== What to do ==
Every entry should be returned unchanged, with the pictures omitted.

Region pointing data
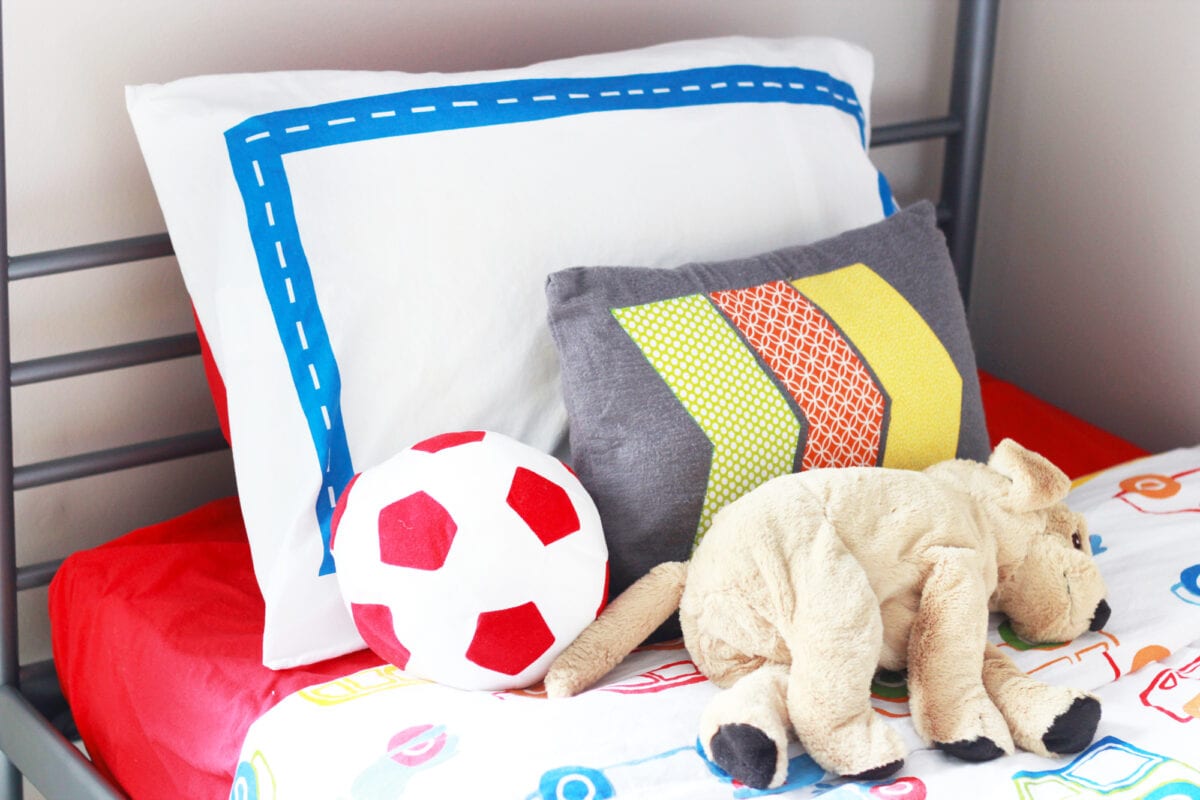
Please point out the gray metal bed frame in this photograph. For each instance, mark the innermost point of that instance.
(34, 746)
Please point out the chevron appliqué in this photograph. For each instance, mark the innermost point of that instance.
(844, 405)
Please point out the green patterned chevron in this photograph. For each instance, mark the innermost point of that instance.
(754, 432)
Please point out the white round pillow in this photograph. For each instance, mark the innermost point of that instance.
(471, 559)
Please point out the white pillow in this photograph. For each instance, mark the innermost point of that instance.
(366, 251)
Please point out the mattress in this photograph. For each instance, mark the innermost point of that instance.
(157, 639)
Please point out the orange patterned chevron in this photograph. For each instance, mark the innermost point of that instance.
(820, 370)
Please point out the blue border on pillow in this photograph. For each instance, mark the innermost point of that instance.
(257, 148)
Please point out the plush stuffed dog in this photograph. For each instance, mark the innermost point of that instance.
(808, 584)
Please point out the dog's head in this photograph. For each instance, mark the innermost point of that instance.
(1055, 591)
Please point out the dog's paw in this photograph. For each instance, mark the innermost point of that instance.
(1074, 728)
(747, 753)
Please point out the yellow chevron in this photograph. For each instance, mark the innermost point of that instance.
(917, 373)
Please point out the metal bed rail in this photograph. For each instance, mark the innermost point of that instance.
(30, 696)
(34, 746)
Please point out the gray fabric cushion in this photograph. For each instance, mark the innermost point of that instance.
(687, 388)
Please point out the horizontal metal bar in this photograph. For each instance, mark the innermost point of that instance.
(51, 763)
(117, 458)
(84, 257)
(916, 131)
(40, 684)
(36, 575)
(101, 359)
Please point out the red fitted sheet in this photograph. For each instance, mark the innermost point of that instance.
(157, 635)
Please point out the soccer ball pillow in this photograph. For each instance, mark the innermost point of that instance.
(471, 559)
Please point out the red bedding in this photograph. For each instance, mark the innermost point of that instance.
(157, 635)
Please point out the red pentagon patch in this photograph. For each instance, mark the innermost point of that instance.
(340, 509)
(510, 639)
(375, 626)
(544, 505)
(447, 440)
(415, 531)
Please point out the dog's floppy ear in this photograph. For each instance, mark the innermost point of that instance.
(1037, 483)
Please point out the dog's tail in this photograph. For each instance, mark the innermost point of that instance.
(621, 627)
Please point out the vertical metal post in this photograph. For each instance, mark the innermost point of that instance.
(10, 779)
(963, 174)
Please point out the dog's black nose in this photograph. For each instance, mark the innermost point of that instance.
(1102, 615)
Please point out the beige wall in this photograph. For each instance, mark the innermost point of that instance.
(1087, 268)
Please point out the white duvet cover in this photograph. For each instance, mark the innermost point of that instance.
(379, 734)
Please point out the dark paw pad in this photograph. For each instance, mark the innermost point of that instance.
(879, 773)
(745, 752)
(972, 750)
(1074, 728)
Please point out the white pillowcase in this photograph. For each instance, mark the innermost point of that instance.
(366, 251)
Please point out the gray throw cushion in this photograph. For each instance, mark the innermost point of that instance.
(687, 388)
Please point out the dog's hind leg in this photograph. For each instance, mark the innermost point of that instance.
(834, 633)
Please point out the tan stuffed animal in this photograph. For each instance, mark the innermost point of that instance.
(808, 584)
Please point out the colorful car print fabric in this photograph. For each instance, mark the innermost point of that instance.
(378, 734)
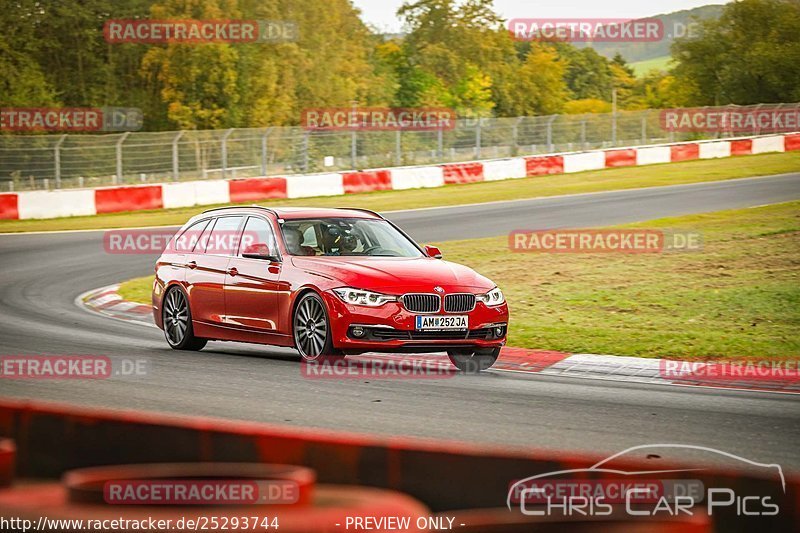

== Result of the task ==
Please point out the gray metal bed frame in this photograph. For each instance, mark the innermost point of that instance.
(34, 746)
Please point out the chevron appliqué in this photograph. For each instance, mark the innermost point of that instance.
(844, 405)
Please point out the green patterned chevron in this photograph. For each instance, mark the innermost point of that instance.
(754, 432)
Please point out the white round pillow in this photograph. For each instance, mark the innermost point of that instance.
(471, 559)
Please point out the white pillow in this photograph. For each instance, mark the innermost point of that instance.
(366, 251)
Please point out the mattress in this photograph. For each instance, mark the innermost point of that instance.
(157, 639)
Please point out the orange patterned chevron in this photograph. For each instance, mark the innermost point of that instance.
(820, 370)
Please point out the blue border on pillow in this photograph. For each instance, mark the innermost point of that instance.
(257, 148)
Please point out the plush stuffed dog in this photograph. For each instance, mark the innermost point of that instance.
(808, 584)
Please point out the dog's head in this photograph. For each instance, mark the innermost point of that instance.
(1055, 591)
Please point out the dog's paw in this photograph. For each instance, mark the innermost point of that instance.
(1074, 728)
(747, 753)
Please point out the yellow chevron in this photograph. For each instance, mark the innermost point of that instance.
(917, 373)
Please point out the metal bed rail in this photograph. For each instance, mark the innermost point of that instance.
(30, 696)
(34, 746)
Please point out the gray fabric cushion in this photograph. For each instance, mark the innermost point of that instance.
(687, 388)
Please point out the horizontal metal bar in this photograph. For each instance, mark the innermost point of that instance.
(51, 763)
(117, 458)
(84, 257)
(916, 131)
(40, 684)
(36, 575)
(101, 359)
Please point out the red fitted sheet in this photograph. For each instance, mark the innermost point of that instance.
(157, 635)
Please point out the soccer ball pillow in this photograph. For each instance, mark the innermost point of that instance.
(471, 559)
Please point out the red bedding in this photograph. For each instance, mark the innermost point of that instance.
(157, 635)
Please point out the red pentagon patch in this photograph. For each instance, mark the innermost point of that instance.
(340, 509)
(510, 639)
(375, 626)
(544, 505)
(447, 440)
(415, 531)
Please point out the dog's floppy ear in this photograph. For each instance, mark the innermost point of that instance.
(1037, 483)
Please point out the dog's tail in this photograph. For each instance, mark the innermost point of that instance.
(621, 627)
Please point out the vertical metal post in this photograph. For each instance, mark the innermost point of that instance.
(10, 779)
(963, 174)
Please point out the dog's black nose in this photograph. For each instance, mark the innermost point of that instance.
(1102, 615)
Please point out the beige wall in this photograph. For each instance, mark the innermost point of that instance.
(1087, 268)
Please point out the white duvet cover in this photograph. For each instance, mark the innermost point of that instance.
(379, 734)
Please point out the dark paw pad in this photograph. For each instance, mark the innermost point of that instance.
(879, 773)
(745, 752)
(972, 750)
(1074, 728)
Please point out the white pillowcase in this photograph. For each instance, mark the innermost point of that instance.
(366, 251)
Please point out the gray throw cushion in this photograph. For each instance, mark the innermost point of that instance.
(687, 388)
Please point out the dog's hind leg in this photograph. For each instance, mark the innermost point of that instance.
(834, 633)
Please point out the tan stuffed animal in this photograph. For each instance, mark the innermost point of that instance.
(808, 584)
Please point out the colorful car print fabric in this photograph. For each instance, mark the innermost point of that instance.
(378, 734)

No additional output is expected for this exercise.